● **REQUIREMENTS**:
Copy the rows from the beginning through the line containing "242 218 398 420", swapping "dog's face" for "dog's muzzle" and leaving everything else unchanged.

— START OF DATA FOR THIS TASK —

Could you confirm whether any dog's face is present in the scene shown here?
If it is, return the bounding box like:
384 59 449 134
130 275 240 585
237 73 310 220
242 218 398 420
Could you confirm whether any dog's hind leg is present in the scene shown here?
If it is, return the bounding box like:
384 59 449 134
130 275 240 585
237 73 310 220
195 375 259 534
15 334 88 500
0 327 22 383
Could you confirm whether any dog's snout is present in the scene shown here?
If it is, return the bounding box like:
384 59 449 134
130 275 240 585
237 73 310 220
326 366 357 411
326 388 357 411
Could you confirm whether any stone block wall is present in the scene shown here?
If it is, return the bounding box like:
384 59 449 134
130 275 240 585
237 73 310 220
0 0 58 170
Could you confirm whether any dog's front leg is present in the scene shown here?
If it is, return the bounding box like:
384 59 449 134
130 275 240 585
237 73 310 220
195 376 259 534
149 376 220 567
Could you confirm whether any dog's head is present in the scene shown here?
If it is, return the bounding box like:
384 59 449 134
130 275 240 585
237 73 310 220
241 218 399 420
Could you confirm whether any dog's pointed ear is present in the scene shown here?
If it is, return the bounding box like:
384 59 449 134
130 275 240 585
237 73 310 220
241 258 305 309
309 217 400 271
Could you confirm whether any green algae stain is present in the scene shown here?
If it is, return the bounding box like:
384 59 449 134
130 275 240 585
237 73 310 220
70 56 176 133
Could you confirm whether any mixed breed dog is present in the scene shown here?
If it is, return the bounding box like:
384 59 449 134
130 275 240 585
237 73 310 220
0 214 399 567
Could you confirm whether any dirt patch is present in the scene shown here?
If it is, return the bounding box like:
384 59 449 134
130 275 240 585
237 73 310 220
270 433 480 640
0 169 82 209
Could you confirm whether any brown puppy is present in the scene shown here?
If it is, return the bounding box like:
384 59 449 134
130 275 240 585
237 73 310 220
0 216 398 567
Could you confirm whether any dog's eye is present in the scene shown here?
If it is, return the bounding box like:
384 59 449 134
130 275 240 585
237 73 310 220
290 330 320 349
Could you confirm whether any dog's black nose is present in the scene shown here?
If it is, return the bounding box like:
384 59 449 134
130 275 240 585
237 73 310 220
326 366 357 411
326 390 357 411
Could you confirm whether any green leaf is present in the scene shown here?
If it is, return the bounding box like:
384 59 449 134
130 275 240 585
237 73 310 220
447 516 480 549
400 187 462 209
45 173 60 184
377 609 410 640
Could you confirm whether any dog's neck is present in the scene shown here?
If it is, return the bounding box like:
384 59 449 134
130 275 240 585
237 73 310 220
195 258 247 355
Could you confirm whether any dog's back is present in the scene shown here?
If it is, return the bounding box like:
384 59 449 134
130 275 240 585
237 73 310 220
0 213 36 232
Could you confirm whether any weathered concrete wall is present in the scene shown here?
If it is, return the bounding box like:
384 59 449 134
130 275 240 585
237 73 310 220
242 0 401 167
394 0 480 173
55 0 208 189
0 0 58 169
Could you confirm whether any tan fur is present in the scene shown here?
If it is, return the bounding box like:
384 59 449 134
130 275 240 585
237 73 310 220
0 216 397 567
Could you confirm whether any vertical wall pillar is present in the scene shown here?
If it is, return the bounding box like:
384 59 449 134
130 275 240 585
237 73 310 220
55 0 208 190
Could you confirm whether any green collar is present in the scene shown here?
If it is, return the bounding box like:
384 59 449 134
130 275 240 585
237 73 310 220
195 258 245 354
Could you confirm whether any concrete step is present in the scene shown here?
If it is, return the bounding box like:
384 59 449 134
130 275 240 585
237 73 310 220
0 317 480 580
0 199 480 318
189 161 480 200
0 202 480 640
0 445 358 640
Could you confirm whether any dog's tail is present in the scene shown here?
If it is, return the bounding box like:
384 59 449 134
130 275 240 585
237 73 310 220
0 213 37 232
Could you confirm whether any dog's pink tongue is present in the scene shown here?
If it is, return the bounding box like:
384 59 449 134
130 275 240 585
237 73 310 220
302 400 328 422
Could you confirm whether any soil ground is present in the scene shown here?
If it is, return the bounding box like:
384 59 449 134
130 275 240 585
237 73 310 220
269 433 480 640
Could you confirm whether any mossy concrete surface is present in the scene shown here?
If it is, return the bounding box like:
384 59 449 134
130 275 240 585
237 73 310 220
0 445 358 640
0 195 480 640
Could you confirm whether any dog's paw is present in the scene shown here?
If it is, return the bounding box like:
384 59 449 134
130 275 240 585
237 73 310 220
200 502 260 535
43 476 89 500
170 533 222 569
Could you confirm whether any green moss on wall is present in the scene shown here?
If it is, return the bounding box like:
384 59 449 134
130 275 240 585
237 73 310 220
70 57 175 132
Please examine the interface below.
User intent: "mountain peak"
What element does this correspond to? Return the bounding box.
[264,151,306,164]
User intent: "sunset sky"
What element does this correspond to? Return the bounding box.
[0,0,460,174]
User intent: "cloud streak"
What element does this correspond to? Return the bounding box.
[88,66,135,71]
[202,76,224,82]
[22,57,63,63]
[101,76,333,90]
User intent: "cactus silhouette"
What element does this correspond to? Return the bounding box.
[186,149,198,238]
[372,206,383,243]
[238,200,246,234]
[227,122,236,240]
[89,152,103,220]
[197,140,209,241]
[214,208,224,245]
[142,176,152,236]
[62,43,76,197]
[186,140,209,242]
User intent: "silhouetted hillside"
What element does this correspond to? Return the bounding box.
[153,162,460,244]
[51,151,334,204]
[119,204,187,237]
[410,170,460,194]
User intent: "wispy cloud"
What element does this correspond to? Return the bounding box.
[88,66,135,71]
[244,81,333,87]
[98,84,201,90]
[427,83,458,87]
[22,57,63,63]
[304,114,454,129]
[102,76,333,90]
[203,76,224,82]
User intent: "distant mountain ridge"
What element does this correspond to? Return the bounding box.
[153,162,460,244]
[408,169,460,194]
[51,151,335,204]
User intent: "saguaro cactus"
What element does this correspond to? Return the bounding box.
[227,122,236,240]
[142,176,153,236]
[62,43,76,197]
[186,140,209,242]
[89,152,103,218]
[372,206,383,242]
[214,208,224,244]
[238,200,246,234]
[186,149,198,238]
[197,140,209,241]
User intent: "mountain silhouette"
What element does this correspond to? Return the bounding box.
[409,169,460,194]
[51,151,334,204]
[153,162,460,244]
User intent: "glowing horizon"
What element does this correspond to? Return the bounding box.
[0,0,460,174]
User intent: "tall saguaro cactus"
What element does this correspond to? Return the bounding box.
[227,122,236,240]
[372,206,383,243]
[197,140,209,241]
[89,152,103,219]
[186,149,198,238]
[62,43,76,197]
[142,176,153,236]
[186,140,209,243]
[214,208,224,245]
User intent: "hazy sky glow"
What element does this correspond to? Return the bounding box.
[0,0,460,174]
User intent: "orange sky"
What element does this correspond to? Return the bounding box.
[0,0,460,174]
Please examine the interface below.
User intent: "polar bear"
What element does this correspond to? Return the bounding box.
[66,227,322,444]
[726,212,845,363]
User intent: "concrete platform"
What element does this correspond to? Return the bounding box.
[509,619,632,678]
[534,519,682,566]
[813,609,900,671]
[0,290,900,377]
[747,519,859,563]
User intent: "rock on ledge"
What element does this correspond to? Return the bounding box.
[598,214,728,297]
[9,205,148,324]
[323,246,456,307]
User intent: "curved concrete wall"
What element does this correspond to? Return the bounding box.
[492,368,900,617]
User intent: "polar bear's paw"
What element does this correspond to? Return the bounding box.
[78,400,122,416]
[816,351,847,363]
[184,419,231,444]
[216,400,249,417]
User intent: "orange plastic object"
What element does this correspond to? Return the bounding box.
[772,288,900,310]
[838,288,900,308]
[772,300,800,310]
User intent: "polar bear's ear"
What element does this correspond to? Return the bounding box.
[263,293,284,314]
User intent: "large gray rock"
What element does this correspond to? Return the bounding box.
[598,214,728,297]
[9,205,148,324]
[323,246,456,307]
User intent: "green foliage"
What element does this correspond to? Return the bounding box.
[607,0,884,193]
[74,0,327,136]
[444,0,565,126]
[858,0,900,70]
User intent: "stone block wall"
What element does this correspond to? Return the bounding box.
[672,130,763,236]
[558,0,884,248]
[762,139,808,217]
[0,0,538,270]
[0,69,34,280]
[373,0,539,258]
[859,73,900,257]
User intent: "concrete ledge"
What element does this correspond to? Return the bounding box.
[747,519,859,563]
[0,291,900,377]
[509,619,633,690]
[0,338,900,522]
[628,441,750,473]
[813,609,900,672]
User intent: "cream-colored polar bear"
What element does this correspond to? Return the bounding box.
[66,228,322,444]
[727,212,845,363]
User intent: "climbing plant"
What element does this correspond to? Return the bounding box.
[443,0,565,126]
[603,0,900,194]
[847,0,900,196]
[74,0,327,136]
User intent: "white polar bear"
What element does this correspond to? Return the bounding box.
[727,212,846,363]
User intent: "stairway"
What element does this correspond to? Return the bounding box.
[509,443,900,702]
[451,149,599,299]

— END OF DATA FOR THIS TASK —

● **RESULT FOR THIS EXERCISE**:
Could you confirm whether any dog's muzzle is present in the scene shown here?
If it is, return the bounding box like:
384 59 449 134
130 275 240 585
237 73 310 220
242 218 398 420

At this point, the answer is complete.